• **TASK PROMPT**
Rewrite each of the items below, replacing "job ticket" with "work order" and keeping everything else unchanged. Leave the pictures out of your answer.
--
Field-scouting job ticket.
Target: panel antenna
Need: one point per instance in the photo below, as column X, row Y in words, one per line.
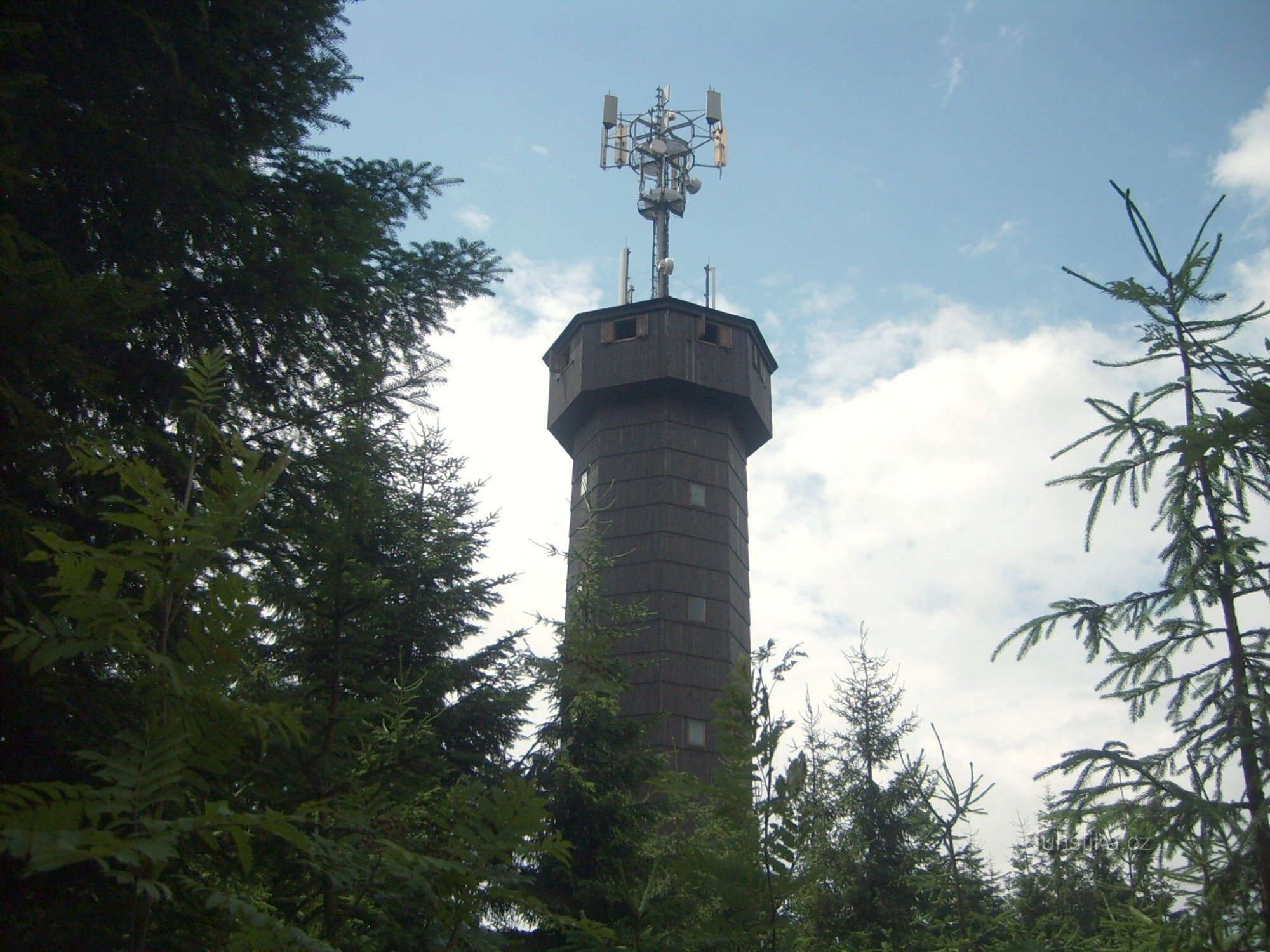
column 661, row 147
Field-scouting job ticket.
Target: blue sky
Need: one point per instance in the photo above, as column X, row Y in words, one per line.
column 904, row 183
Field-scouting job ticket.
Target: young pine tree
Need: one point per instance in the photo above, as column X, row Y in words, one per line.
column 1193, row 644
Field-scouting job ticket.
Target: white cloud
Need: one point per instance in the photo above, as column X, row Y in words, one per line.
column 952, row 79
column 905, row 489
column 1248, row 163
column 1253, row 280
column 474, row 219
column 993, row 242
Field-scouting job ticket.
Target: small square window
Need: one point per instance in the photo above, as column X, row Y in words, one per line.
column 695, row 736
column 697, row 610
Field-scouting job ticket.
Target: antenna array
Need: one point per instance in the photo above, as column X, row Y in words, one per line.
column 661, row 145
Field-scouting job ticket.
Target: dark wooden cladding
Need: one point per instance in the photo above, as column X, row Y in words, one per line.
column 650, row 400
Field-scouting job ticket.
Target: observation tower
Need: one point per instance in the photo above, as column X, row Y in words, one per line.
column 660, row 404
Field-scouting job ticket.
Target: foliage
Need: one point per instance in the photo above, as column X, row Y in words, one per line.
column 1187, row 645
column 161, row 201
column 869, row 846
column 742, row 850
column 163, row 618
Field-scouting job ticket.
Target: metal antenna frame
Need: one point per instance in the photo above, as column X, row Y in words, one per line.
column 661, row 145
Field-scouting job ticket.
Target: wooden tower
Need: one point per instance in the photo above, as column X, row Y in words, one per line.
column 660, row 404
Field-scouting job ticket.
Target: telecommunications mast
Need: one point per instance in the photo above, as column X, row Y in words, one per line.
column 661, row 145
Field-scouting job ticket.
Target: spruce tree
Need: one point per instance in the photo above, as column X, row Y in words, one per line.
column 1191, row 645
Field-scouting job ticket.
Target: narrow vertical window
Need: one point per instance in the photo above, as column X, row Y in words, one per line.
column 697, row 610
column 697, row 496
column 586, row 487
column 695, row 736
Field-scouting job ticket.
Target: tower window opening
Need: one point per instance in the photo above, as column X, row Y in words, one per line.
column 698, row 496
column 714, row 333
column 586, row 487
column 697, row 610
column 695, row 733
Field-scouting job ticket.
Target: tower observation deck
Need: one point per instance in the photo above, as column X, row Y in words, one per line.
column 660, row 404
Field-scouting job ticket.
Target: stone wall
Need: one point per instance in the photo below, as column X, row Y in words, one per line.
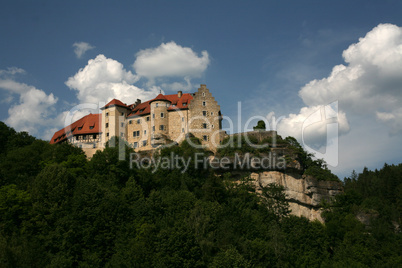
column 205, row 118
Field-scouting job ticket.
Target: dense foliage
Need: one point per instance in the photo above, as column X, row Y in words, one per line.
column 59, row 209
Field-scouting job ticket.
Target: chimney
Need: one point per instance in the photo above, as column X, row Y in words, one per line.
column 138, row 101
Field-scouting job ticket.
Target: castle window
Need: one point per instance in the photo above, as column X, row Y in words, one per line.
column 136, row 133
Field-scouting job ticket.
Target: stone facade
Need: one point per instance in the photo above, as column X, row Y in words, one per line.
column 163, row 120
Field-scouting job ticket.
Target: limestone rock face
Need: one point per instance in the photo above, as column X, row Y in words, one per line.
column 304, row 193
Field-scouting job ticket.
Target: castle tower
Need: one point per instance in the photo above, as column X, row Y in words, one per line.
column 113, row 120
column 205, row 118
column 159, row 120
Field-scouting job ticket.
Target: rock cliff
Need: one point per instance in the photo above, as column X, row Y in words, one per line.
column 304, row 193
--
• **EXPECTED ANSWER**
Field-scouting work order.
Target: panel antenna
Need: one point per instance in the photo below, as column X, row Y in words, one per line.
column 661, row 147
Field-scouting work order.
Target: blue sky
Need: one point per instance in the photo above, as column X, row Y in words, one per line.
column 904, row 183
Field-scouting work order.
Target: young pine tree
Need: one point per instance in the photo above, as column X, row Y in words, one per line.
column 1193, row 644
Field-scouting work order.
Target: white cloud
Need: one point per instance in the photo above, as column X, row Y in words, one per line.
column 952, row 79
column 905, row 489
column 1248, row 163
column 1253, row 280
column 474, row 219
column 993, row 242
Field-scouting work order.
Target: small square window
Need: one point per instance in the photo above, as column X, row Y in words, one per line.
column 695, row 736
column 697, row 610
Field-scouting work order.
Target: antenna array
Need: one point per instance in the photo above, as column X, row Y in words, one per line.
column 661, row 145
Field-scouting work order.
Target: dark wooden cladding
Need: one point per instance in the photo above, as column X, row Y in words, one per line.
column 650, row 400
Field-scouting work order.
Target: observation tower
Need: one point per instance in the photo above, as column X, row Y in words, one per line.
column 660, row 404
Field-scouting work order.
Target: foliage
Need: one point per instance in the photo above, as column X, row Y in words, one per line.
column 1187, row 645
column 161, row 201
column 869, row 846
column 742, row 850
column 163, row 618
Field-scouting work order.
Target: metal antenna frame
Need: one point per instance in the photo above, as column X, row Y in words, one per line.
column 661, row 145
Field-scouting work order.
Target: wooden tower
Need: one point per instance in the photo above, as column X, row Y in words, one per line.
column 660, row 404
Field-scouting work order.
Target: telecommunications mast
Need: one point per instance in the photo above, as column X, row Y in words, one per line.
column 661, row 145
Field-scouting work order.
Target: spruce tree
Need: one point per instance in the photo above, as column X, row Y in words, one per line.
column 1191, row 645
Field-scouting work order.
Target: narrow vertical window
Need: one point per instance in the photo above, as column X, row Y in words, one per line.
column 697, row 610
column 697, row 496
column 586, row 487
column 695, row 736
Field-scouting work order.
Target: tower window opening
Need: one point per instance in the photo above, as column X, row Y in words, one per line.
column 698, row 496
column 714, row 333
column 586, row 487
column 697, row 610
column 695, row 733
Field-scouting work order.
Target: tower observation deck
Need: one point per instance in the photo above, as column X, row Y in words, one per line.
column 660, row 404
Field-scouting work order.
Target: stone wall
Need: one point per instance in the photo below, as column X, row Y in words, one per line.
column 205, row 118
Field-scouting work order.
Target: dense foliage
Need: one point per instance in the photo above, as column X, row Y in words, one per line.
column 59, row 209
Field-scouting work order.
Target: chimney
Need: one point per instance in the photo above, as column X, row Y in words, one per line.
column 138, row 101
Field-scouting work order.
Target: castle window
Need: one point per instance in the photo above, as column X, row Y in words, one per line.
column 136, row 133
Field-scouting work order.
Target: stone facade
Need: one point per instance in the photo above, as column X, row Y in words, one per line.
column 163, row 120
Field-scouting work order.
Target: limestone rock face
Need: one point per instance in the photo above, as column X, row Y in words, one per line.
column 304, row 193
Field-scouting work order.
Target: castle tower
Need: one point per instance in the photo above, as column X, row Y in words, one per line.
column 113, row 120
column 205, row 118
column 159, row 120
Field-scouting work order.
Target: rock cliff
Need: one point per instance in the photo above, as column X, row Y in words, one per line.
column 304, row 193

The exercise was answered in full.